# [What the exercise asks]
Everything below from the line with "Where can you spot the woman?" through the line with "Where can you spot the windshield?" should be copied exactly, and nothing else; leave out the pictures.

= = = = =

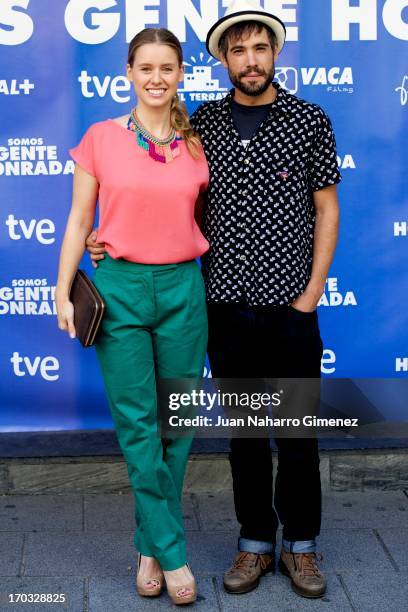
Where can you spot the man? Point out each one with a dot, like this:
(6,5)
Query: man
(271,218)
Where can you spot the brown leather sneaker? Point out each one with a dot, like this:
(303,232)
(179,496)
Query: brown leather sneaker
(301,568)
(246,571)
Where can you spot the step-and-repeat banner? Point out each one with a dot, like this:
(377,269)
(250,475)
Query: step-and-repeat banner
(62,67)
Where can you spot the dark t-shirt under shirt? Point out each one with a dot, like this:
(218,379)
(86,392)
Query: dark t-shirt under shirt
(247,119)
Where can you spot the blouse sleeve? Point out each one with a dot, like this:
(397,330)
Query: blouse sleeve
(84,153)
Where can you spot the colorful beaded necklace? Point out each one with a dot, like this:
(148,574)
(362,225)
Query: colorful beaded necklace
(163,151)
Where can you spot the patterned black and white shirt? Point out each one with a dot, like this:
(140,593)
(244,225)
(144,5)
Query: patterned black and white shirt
(259,217)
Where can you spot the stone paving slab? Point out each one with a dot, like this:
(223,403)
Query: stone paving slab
(379,591)
(79,554)
(396,541)
(343,550)
(216,511)
(11,547)
(369,509)
(40,512)
(116,512)
(350,550)
(276,595)
(72,588)
(120,595)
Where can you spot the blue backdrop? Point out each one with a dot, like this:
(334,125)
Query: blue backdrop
(62,67)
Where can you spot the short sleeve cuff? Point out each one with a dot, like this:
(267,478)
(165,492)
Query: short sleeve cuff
(82,161)
(334,180)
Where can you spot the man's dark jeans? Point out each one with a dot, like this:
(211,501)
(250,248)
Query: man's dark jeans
(270,342)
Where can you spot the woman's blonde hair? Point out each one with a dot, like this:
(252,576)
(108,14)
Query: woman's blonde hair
(179,118)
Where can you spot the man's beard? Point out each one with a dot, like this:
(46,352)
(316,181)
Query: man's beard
(252,88)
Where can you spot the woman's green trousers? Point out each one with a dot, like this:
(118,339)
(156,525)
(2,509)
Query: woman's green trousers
(155,326)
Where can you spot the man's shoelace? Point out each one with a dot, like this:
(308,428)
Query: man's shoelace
(307,563)
(246,561)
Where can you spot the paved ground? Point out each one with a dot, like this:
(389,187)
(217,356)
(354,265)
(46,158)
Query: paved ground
(81,545)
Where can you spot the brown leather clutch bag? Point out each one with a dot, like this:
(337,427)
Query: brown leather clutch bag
(88,308)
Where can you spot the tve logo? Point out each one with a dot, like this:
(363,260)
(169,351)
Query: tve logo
(118,87)
(335,79)
(400,228)
(18,228)
(13,88)
(23,366)
(333,297)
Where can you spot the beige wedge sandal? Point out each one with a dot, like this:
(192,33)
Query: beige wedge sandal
(151,586)
(180,595)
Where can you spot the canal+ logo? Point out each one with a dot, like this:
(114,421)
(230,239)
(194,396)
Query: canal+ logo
(199,84)
(335,79)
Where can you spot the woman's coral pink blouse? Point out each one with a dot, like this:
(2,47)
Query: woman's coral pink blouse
(146,208)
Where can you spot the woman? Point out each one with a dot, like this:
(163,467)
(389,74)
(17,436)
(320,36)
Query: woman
(147,169)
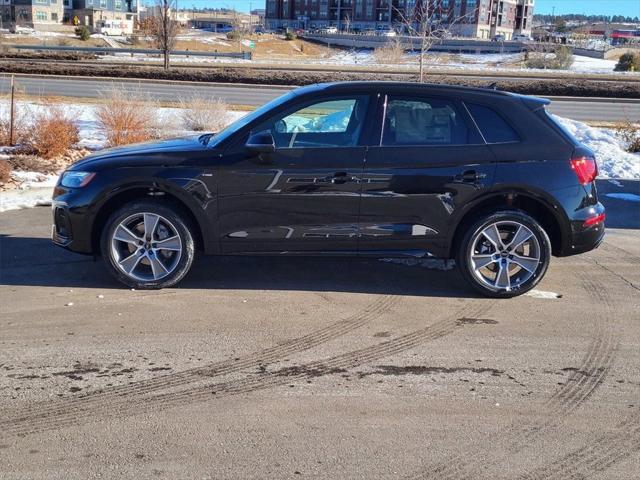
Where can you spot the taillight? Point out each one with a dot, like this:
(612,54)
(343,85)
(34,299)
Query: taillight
(589,222)
(585,168)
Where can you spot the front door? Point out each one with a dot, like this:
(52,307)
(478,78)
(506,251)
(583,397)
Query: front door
(304,196)
(430,160)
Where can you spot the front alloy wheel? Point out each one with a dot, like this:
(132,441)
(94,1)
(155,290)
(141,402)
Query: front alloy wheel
(505,254)
(147,245)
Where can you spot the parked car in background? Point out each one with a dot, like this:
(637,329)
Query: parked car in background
(369,169)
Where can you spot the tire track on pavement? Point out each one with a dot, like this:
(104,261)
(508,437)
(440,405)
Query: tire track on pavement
(253,382)
(580,386)
(253,360)
(595,457)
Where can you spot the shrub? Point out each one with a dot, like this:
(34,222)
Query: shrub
(390,53)
(126,118)
(20,125)
(629,133)
(561,59)
(53,133)
(628,62)
(204,113)
(5,171)
(564,58)
(83,32)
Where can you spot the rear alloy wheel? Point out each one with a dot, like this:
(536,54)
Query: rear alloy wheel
(147,246)
(505,254)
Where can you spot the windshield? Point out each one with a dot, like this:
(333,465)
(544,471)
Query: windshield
(247,119)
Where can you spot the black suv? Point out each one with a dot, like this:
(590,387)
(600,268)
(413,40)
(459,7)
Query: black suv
(369,169)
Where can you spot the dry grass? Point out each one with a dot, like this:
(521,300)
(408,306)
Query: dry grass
(54,132)
(629,133)
(20,125)
(204,113)
(127,118)
(5,171)
(390,53)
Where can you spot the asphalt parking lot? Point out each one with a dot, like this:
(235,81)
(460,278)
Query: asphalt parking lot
(323,368)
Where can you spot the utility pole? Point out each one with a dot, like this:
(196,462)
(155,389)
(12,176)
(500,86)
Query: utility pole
(12,114)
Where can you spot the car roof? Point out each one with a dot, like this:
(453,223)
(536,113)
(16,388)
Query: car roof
(414,87)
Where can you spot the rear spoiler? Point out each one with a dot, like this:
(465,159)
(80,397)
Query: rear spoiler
(534,103)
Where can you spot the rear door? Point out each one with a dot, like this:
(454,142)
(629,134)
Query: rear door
(428,160)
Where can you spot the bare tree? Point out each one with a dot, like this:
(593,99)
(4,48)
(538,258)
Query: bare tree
(165,28)
(430,22)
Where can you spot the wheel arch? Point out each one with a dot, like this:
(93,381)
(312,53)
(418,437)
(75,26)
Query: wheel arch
(146,191)
(543,210)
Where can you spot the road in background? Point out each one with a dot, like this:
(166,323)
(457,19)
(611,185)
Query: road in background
(600,110)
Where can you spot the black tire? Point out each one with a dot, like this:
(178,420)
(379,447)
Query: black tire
(473,237)
(170,220)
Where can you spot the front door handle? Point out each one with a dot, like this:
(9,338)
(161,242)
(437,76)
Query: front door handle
(470,176)
(340,178)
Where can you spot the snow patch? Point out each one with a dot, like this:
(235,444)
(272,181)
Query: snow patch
(613,160)
(629,197)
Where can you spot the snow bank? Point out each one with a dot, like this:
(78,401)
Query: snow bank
(613,160)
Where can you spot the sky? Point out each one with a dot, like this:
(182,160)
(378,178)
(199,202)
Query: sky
(590,7)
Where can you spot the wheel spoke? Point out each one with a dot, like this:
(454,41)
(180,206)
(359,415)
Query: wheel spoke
(502,279)
(131,262)
(123,234)
(493,235)
(150,224)
(522,235)
(157,267)
(171,243)
(528,263)
(481,261)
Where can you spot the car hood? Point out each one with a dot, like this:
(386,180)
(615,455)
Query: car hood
(163,152)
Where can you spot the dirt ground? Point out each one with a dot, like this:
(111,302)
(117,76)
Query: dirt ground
(322,368)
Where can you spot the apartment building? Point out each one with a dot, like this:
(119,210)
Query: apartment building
(95,13)
(30,12)
(469,18)
(49,13)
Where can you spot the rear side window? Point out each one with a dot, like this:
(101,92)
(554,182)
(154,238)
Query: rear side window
(494,128)
(411,121)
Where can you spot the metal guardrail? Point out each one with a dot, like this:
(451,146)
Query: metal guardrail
(147,51)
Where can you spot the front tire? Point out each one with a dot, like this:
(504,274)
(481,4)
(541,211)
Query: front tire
(504,254)
(147,245)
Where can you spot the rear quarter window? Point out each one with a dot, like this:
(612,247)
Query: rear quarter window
(492,125)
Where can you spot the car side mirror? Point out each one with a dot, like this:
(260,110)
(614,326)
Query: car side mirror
(261,142)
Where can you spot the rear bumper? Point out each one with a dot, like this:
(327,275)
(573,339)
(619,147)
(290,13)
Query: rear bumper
(584,239)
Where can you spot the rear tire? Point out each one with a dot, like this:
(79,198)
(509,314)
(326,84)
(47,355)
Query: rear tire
(147,245)
(504,254)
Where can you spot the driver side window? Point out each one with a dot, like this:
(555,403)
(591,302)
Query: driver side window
(330,123)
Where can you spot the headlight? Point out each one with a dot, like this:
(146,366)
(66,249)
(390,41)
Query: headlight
(76,179)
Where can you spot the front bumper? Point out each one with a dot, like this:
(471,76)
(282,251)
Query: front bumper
(72,222)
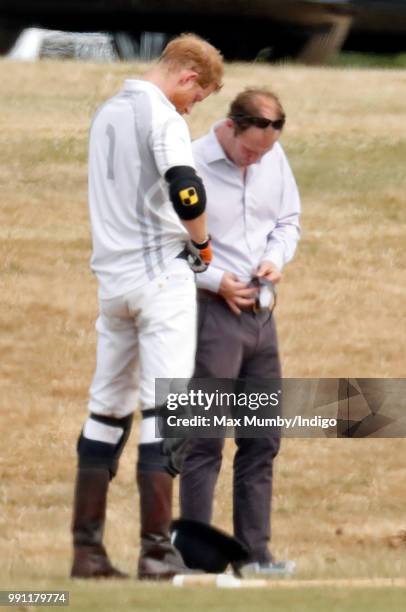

= = = = =

# [Output]
Where can you spot the woman? Point out each one with a dot, like this:
(163,467)
(389,74)
(17,436)
(320,36)
Query: woman
(147,169)
Where can you spot the taillight? Point out each one with a dot, like this:
(612,54)
(343,85)
(34,299)
Query: taillight
(589,222)
(585,168)
Where can you spot the front door? Point out each one with a dot, like this:
(52,307)
(478,78)
(506,251)
(583,397)
Query: front door
(304,196)
(430,160)
Where can you spot the front alloy wheel? Point out each one with a dot, like this:
(132,441)
(94,1)
(155,290)
(141,402)
Query: front alloy wheel
(505,254)
(147,245)
Where can you spot the parked car in background? Point out each one with a dot, like this:
(637,329)
Query: parked car in background
(369,169)
Where can you spot the tire track on pavement? Point out each one with a dot, like this:
(104,261)
(508,437)
(440,405)
Query: tire track on pavement
(253,382)
(580,386)
(253,360)
(595,457)
Where can you spot the shrub? Point out each one with a dot, like this:
(34,222)
Query: shrub
(390,53)
(126,118)
(20,125)
(629,133)
(561,59)
(53,133)
(628,62)
(204,113)
(5,171)
(564,58)
(83,32)
Where can you spot the rear alloy wheel? Point out each one with a dot, like this:
(536,54)
Query: rear alloy wheel
(147,246)
(505,254)
Where can you spot the windshield? Point out each one with a dot, like this:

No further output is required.